Region pointing data
● ● ●

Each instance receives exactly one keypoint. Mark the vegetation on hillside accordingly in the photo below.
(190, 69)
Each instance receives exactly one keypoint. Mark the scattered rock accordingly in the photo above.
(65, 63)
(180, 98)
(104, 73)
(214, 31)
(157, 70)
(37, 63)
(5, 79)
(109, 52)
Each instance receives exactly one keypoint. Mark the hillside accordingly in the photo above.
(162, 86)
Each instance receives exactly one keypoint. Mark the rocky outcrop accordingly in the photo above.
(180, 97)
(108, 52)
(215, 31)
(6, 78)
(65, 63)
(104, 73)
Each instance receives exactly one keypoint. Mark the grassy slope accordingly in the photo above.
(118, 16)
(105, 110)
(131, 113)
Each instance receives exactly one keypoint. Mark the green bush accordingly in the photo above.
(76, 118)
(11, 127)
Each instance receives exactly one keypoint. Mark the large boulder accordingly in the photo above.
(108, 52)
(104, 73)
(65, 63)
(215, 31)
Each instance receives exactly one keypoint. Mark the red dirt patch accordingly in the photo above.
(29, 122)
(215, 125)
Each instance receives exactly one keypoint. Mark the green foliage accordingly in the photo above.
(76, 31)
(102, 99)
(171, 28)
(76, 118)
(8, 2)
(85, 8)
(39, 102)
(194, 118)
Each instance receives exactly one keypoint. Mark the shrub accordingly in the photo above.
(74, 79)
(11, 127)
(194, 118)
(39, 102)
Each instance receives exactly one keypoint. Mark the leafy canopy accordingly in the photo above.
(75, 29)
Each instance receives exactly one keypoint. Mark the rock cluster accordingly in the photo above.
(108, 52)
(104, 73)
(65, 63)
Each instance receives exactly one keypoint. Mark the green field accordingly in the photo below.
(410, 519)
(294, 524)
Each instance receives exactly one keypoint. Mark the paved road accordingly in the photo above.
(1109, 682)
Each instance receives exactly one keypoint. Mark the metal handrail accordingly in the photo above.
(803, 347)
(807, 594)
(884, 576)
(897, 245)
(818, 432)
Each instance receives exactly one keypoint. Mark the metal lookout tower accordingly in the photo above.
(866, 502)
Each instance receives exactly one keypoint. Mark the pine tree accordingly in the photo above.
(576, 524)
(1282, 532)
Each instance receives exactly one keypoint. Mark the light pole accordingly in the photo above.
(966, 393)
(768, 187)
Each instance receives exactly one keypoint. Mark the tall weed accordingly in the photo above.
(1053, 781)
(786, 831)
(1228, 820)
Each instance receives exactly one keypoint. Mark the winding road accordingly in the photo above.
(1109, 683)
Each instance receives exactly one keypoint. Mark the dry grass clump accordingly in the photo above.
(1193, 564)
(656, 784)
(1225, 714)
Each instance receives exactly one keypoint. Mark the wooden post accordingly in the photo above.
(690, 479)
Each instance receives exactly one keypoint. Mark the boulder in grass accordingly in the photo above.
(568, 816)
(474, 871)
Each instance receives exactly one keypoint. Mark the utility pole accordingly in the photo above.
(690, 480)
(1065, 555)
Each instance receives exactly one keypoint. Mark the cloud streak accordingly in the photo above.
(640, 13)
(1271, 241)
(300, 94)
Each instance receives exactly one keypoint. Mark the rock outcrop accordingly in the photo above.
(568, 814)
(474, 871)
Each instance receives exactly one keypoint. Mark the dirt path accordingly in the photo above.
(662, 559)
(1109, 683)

● ● ●

> [What the task requires]: Retype the data exactly as given.

> [Response]:
Each instance receives exactly one keypoint. Mark the vegetation on hillside accordingly in the photo below.
(190, 69)
Each instance receives exactly one keypoint. Mark the scattered rock accordingly in the photo above.
(65, 63)
(180, 98)
(104, 73)
(214, 31)
(157, 70)
(37, 63)
(5, 79)
(109, 52)
Each instance receives exactly one keypoint. Mark the hillside accordingly in the photo above.
(162, 86)
Each instance receives exactly one keypoint. Mark the rocky outcrop accordingly in the photo above.
(180, 97)
(108, 52)
(215, 31)
(6, 78)
(65, 63)
(104, 73)
Each instance receives exactly one keypoint. Mark the grassy slope accordingly in the photo above.
(118, 16)
(105, 110)
(131, 113)
Each instance receives exactly one keypoint. Mark the green bush accordingly in the photo above.
(76, 118)
(11, 127)
Each instance receives exactly one keypoint. Mark the large boulder accordingly in the photo above.
(108, 52)
(104, 73)
(65, 63)
(215, 31)
Each instance receives exactly one keypoint. Mark the red dirt patch accordingly in the photo above.
(29, 122)
(215, 125)
Each instance receives exactly one keypoint. Mark the green foliage accordingly in the photo above.
(76, 31)
(102, 99)
(171, 28)
(76, 118)
(8, 2)
(85, 8)
(39, 102)
(194, 118)
Each instance receives exactly one keypoint. Mark the shrub accordingly in the photo above.
(74, 79)
(11, 127)
(194, 118)
(39, 102)
Each instance receives exactly one keypoint. Mark the leafy canopy accordingly in the photo above.
(75, 29)
Each instance receives exactly one keypoint. Mark the rock cluster accordingly in the photo above.
(108, 52)
(104, 73)
(65, 63)
Each instance receives exactly one keypoint. Mark the green field accordingly in the photo below.
(410, 519)
(294, 524)
Each instance receives exactly one keypoint. Mark the paved road accordingly in the photo above.
(1109, 682)
Each instance receives exactly one keypoint. Mark the metal handrail accordingly in the photo above.
(803, 347)
(807, 594)
(884, 576)
(897, 245)
(818, 432)
Each instance receives exactly one keypoint. Mark the metal lookout tower accordingly in the photo above.
(866, 502)
Each instance receives exactly one keypoint. Mark the pine tree accordingly in the photo above.
(576, 524)
(1282, 532)
Each instance receives exactly one keypoint. Mark the light pole accordingly in the photo above.
(966, 393)
(768, 187)
Each instance receives exactly one keypoint. Mark the tall weed accordingly in the photo above.
(1053, 781)
(786, 831)
(1228, 820)
Each instance receives exactly one keypoint. Mark the winding road accordingly in the photo above.
(1109, 683)
Each instance receives exactly one keypoint. Mark the dry grass clump accordingly in the photo above.
(1193, 564)
(656, 784)
(1225, 714)
Each instance receives exactly one keypoint. Mark the wooden post accordingly in the photo above.
(690, 479)
Each instance receives exactly one keypoint. Mark the boulder in grass accordingly in the photo above.
(568, 816)
(474, 871)
Each instance receives exactly one keypoint. Mark the utility pole accordingly in the photo above.
(690, 480)
(1065, 555)
Each instance receives exactly one keypoint. Mark the cloud streak accordingly in the photo above.
(640, 13)
(1271, 241)
(300, 94)
Each instance receives exactly one keypoint. Mark the rock outcrop accordingly in the photo above.
(568, 814)
(474, 871)
Each instance receives exactly one keypoint. Mark the dirt path accordingly in the photo above.
(662, 559)
(1109, 683)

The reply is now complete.